Imha Tarikat
"Wie hart ist es eigentlich, ein korrekter Kerl zu sein?"

Interview

Lass uns mal über die Highlights des Albums sprechen. Fangen wir mit “Memoria Dei” an. Der Song stellt fast eine Art Ruhepol im Kontext des Albums dar und reißt emotional sofort mit.

Boah, ich kann mich auch noch gut daran erinnern, wie es war, die Pre-Recordings der Vocals für den Song zu machen. Genau so emotional wie später im Studio. Die letzten Schreie waren schon herzzerrissen, das kam aus der tiefsten Tiefe. Der ganze Song ist eine Zerrissenheit zwischen Hingabe und Intensität; das, was IMHA TARIKAT ausmacht. Die ‘Sekte der Vernichtung’ steht auch für Leidenschaft, die so intensiv ist, dass sie Zerstörung verbreitet.

Die Zeilen “And a revelation does follow a sacrifice called / So into the fires my body I throw / Engulfing the world in hate-bearing smoke / Some call it madness – Mine call it love” bedeuten, sich dafür zu entscheiden, einen Weg zu gehen und der Überzeugung zu sein, rechtschaffen zu handeln, während man Dinge tut, die das Gegenteil von aufrichtigem Verhalten sind. Quasi alles aufzugeben, um einen Weg zu gehen, bis man zurückschaut und sieht, dass man alles niedergebrannt hat. Der vorletzte Teil ist eine Proklamation, mit seiner Überzeugung alles niederzuschlagen. Am Ende bleibt nur noch, dass das man teuflische Taten begeht in der Überzeugung, göttlich zu handeln – nicht im theistischen Sinne, sondern als Konzepte für gut und schlecht. Auch musikalisch ist das vom triumphalen Stampfen am Anfang zur Explosion am Ende auch festgehalten.

• [Dateneinträge]:
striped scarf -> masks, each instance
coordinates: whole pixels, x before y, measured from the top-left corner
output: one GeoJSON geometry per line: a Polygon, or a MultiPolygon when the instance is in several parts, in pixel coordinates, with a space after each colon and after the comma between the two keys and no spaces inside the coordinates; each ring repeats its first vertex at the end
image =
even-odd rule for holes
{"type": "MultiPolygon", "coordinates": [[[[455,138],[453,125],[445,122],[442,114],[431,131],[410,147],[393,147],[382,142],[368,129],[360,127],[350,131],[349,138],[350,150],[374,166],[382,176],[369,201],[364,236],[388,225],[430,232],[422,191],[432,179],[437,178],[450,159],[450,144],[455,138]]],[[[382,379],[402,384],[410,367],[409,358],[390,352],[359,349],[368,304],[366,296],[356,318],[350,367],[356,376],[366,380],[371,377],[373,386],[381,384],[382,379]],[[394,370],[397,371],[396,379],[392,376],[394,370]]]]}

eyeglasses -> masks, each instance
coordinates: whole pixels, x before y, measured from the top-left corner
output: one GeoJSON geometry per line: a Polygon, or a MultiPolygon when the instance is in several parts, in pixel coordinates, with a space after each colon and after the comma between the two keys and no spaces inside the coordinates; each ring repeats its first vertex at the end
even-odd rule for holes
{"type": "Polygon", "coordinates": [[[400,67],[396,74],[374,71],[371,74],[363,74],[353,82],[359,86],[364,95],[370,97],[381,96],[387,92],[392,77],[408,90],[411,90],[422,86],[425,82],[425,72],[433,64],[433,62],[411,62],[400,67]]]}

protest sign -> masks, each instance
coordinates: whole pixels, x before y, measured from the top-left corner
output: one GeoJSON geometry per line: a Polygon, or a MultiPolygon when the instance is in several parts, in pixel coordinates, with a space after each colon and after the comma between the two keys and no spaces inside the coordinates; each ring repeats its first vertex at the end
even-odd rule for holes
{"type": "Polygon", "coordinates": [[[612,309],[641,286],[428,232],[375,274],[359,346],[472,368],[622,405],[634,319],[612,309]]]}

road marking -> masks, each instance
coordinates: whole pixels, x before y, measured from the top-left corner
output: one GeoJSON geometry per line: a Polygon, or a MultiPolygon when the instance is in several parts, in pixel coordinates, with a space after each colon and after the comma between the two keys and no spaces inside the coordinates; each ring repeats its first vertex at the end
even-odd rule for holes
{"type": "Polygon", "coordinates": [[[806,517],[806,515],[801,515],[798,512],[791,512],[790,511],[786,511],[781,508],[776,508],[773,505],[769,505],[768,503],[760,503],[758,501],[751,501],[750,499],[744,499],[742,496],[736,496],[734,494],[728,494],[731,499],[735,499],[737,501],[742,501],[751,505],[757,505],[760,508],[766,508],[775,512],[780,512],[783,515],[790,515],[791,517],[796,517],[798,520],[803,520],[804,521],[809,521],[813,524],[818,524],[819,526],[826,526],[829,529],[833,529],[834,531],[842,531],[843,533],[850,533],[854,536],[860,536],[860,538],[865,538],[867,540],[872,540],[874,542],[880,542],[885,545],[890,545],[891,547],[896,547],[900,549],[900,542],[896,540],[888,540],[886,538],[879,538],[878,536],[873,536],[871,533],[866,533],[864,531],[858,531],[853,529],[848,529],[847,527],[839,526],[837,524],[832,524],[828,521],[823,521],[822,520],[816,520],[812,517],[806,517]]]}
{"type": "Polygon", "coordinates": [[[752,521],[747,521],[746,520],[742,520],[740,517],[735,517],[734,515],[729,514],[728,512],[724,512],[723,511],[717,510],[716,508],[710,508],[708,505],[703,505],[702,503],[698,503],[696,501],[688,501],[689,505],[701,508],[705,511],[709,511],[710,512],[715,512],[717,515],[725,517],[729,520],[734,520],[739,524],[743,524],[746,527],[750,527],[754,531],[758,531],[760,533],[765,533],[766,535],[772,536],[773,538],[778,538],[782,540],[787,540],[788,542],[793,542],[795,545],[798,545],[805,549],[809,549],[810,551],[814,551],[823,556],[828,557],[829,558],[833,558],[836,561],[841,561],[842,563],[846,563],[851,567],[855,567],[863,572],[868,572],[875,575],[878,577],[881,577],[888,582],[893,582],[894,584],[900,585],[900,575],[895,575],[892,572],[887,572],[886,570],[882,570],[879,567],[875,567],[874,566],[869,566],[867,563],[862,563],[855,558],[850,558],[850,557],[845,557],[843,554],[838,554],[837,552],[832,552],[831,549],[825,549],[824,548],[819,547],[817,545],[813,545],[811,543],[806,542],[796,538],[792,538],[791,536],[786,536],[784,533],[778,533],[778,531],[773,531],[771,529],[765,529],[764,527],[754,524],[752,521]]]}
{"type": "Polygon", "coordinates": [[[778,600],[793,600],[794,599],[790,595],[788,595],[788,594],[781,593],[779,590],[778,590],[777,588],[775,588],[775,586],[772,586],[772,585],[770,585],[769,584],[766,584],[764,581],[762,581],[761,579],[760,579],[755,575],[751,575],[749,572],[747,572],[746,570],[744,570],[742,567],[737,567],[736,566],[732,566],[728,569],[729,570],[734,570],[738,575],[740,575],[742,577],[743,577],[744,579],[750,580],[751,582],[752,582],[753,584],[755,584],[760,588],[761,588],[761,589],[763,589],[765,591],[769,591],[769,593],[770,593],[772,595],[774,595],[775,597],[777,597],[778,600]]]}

• [Aufgabenstellung]:
a. Beantworte anhand des Textauszugs folgende Fragen:
(i) Mit welchem Song beginnt das Gespräch über die Highlights des Albums?
(ii) Wofür steht die ‘Sekte der Vernichtung’ laut dem Textauszug auch?
(iii) In welchem Sinne ist das göttliche Handeln am Ende ausdrücklich nicht gemeint, und als was stattdessen?
b. Gib bitte aus dem Textauszug alles von den Worten „Boah, ich kann“ bis hinunter zu den Worten „sie Zerstörung verbreitet.“ wortwörtlich wieder.

• [Erwartete Ausgaben]:
a.
(i) Mit „Memoria Dei“.
(ii) Für Leidenschaft, die so intensiv ist, dass sie Zerstörung verbreitet.
(iii) Nicht im theistischen Sinne, sondern als Konzepte für gut und schlecht.

b.
Boah, ich kann mich auch noch gut daran erinnern, wie es war, die Pre-Recordings der Vocals für den Song zu machen. Genau so emotional wie später im Studio. Die letzten Schreie waren schon herzzerrissen, das kam aus der tiefsten Tiefe. Der ganze Song ist eine Zerrissenheit zwischen Hingabe und Intensität; das, was IMHA TARIKAT ausmacht. Die ‘Sekte der Vernichtung’ steht auch für Leidenschaft, die so intensiv ist, dass sie Zerstörung verbreitet.